● **EXERCISE DATA**
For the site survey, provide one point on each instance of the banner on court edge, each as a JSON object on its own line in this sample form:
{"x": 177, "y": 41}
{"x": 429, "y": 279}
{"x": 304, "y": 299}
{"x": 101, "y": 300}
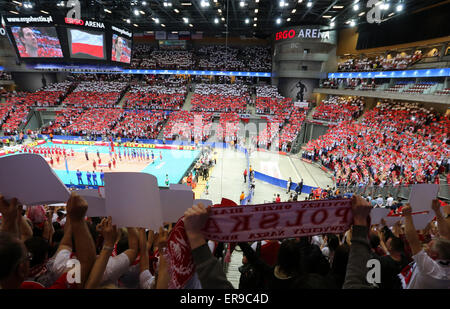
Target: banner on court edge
{"x": 278, "y": 220}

● **EXERCISE INSTRUCTIONS**
Rewrite all the entries above, requests included, and move every coordinate in the answers by -60 while keeping the sample points in the requests unchanged. Leave the pictures out.

● **RESPONSE**
For the site survey, provide one point on each instance of the banner on court edge, each as a JSON object on its own line in this sample form:
{"x": 177, "y": 41}
{"x": 429, "y": 279}
{"x": 304, "y": 299}
{"x": 101, "y": 300}
Target: banner on court edge
{"x": 218, "y": 160}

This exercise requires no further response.